**Task to complete**
In the mailing list excerpt, list every setting in the [global] fio configuration block along with its value.

2007-02-23 Thread Suparna Bhattacharya
On Fri, Feb 23, 2007 at 05:25:08PM +0100, Jens Axboe wrote:
> On Fri, Feb 23 2007, Suparna Bhattacharya wrote:
> > On Fri, Feb 23, 2007 at 03:58:26PM +0100, Ingo Molnar wrote:
> > > 
> > > * Suparna Bhattacharya <[EMAIL PROTECTED]> wrote:
> > > 
> > > > As a really crude (and not very realistic) example of the potential 
> > > > impact of large numbers of outstanding IOs, I tried some quick direct 
> > > > IO comparisons using fio:
> > > > 
> > > > [global]
> > > > ioengine=syslet-rw
> > > > buffered=0
> > > > rw=randread
> > > > bs=64k
> > > > size=1024m
> > > > iodepth=64
> > > 
> > > could you please try those iodepth=2 tests with the latest 
> > > fio-testing branch of fio as well? Jens wrote a new, smarter syslet 
> > > plugin for FIO. You'll need the v3 syslet kernel plus:
> > > 
> > >  git-clone git://git.kernel.dk/data/git/fio.git
> > >  cd fio
> > >  git-checkout syslet-testing
> > > 
> > > my expectation is that it should behave better with iodepth=2 
> > > (although i havent tried that yet).

**Entries provided**
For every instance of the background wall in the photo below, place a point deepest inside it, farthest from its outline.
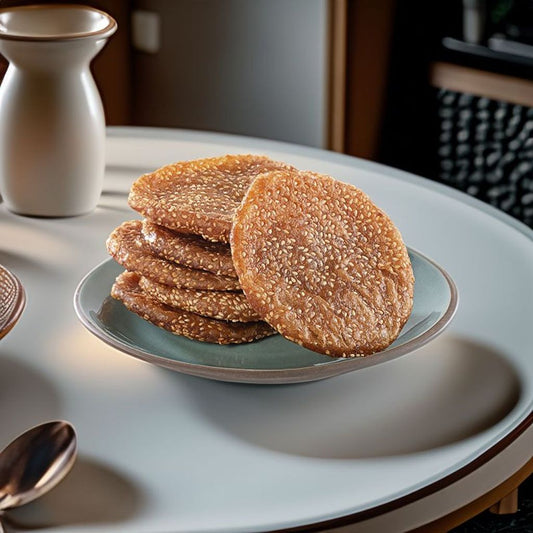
(252, 67)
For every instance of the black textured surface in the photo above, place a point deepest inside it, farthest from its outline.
(520, 522)
(485, 148)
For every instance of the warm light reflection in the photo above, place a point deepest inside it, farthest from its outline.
(89, 357)
(37, 243)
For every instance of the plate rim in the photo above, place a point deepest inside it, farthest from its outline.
(302, 374)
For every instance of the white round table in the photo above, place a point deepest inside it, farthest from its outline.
(388, 448)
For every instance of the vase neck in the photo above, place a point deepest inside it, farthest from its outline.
(51, 56)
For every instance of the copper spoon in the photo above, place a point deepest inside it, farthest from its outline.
(35, 462)
(12, 300)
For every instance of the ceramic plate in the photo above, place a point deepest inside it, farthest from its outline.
(271, 360)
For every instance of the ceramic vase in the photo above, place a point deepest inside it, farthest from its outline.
(52, 124)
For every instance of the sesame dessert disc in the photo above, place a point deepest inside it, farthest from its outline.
(192, 251)
(127, 246)
(321, 263)
(199, 196)
(224, 305)
(126, 289)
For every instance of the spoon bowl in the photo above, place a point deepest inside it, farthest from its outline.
(12, 300)
(35, 462)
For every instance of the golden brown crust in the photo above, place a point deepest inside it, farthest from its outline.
(321, 263)
(126, 289)
(223, 305)
(189, 250)
(198, 196)
(127, 247)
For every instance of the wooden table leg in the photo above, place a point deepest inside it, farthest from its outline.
(507, 505)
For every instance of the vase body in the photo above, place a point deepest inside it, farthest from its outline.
(52, 124)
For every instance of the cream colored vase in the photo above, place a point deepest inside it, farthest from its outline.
(52, 124)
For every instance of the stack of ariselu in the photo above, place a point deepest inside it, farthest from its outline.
(236, 248)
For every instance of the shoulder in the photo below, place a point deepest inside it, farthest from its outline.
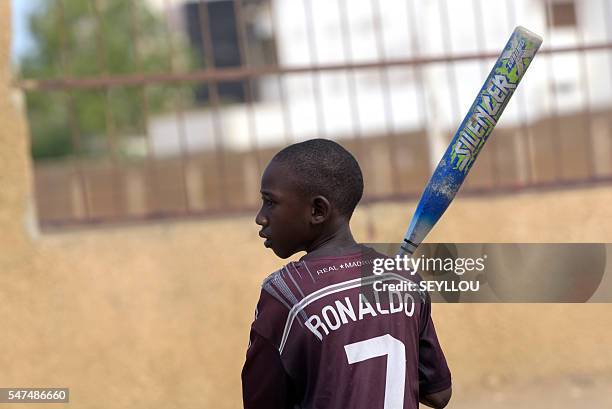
(281, 292)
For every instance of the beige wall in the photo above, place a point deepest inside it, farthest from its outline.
(158, 315)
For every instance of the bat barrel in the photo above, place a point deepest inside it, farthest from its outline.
(472, 134)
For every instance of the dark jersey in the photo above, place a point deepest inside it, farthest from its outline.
(324, 337)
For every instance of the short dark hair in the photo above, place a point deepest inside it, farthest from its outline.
(324, 167)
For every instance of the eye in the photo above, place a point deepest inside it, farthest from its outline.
(266, 201)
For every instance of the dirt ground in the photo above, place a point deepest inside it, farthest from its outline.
(573, 391)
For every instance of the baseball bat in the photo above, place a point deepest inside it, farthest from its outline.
(471, 135)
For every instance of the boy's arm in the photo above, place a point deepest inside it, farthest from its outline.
(264, 381)
(437, 400)
(434, 375)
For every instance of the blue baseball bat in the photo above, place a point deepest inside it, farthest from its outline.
(471, 135)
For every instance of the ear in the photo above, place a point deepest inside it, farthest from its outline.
(320, 209)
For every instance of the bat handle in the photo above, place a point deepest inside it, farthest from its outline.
(407, 248)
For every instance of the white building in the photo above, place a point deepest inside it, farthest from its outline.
(338, 104)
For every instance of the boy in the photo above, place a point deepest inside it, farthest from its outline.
(317, 341)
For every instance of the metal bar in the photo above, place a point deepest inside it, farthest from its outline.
(232, 74)
(316, 79)
(144, 100)
(450, 69)
(180, 115)
(287, 121)
(111, 134)
(388, 107)
(421, 99)
(347, 48)
(247, 85)
(480, 36)
(525, 130)
(73, 119)
(607, 14)
(556, 147)
(587, 112)
(213, 94)
(63, 225)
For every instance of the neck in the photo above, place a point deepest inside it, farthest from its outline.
(339, 241)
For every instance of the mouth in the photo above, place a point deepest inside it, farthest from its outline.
(267, 242)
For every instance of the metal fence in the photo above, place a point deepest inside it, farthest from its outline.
(192, 161)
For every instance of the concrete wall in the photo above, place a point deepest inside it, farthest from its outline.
(158, 315)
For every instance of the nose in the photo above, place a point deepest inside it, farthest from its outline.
(260, 219)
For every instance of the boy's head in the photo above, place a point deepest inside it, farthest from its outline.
(309, 190)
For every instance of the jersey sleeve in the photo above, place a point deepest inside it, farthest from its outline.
(265, 383)
(434, 375)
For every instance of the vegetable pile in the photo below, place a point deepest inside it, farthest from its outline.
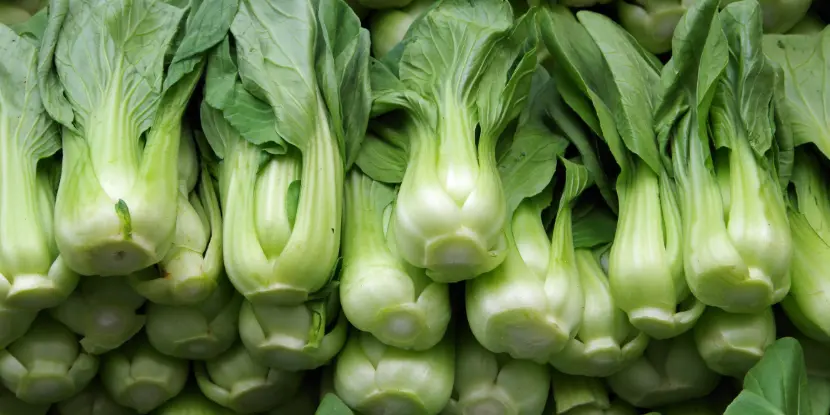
(414, 207)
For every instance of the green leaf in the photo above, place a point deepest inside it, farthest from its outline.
(699, 58)
(636, 81)
(507, 82)
(292, 200)
(744, 96)
(584, 68)
(593, 225)
(803, 101)
(275, 52)
(573, 130)
(206, 26)
(343, 73)
(528, 164)
(448, 41)
(577, 179)
(27, 130)
(138, 32)
(777, 384)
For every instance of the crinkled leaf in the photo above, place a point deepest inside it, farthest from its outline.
(777, 384)
(803, 101)
(593, 225)
(137, 34)
(699, 58)
(26, 129)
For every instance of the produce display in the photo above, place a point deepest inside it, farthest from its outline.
(414, 207)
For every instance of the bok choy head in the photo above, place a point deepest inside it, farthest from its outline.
(460, 75)
(539, 269)
(286, 123)
(380, 292)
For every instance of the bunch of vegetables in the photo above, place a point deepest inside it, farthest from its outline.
(414, 207)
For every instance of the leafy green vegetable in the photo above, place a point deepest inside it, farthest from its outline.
(93, 400)
(542, 272)
(737, 248)
(606, 342)
(575, 395)
(199, 331)
(460, 77)
(105, 311)
(191, 267)
(238, 382)
(380, 293)
(388, 27)
(372, 377)
(138, 376)
(486, 382)
(104, 78)
(804, 60)
(777, 384)
(47, 364)
(671, 371)
(286, 120)
(34, 275)
(614, 89)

**Written solution**
- ioengine=syslet-rw
- buffered=0
- rw=randread
- bs=64k
- size=1024m
- iodepth=64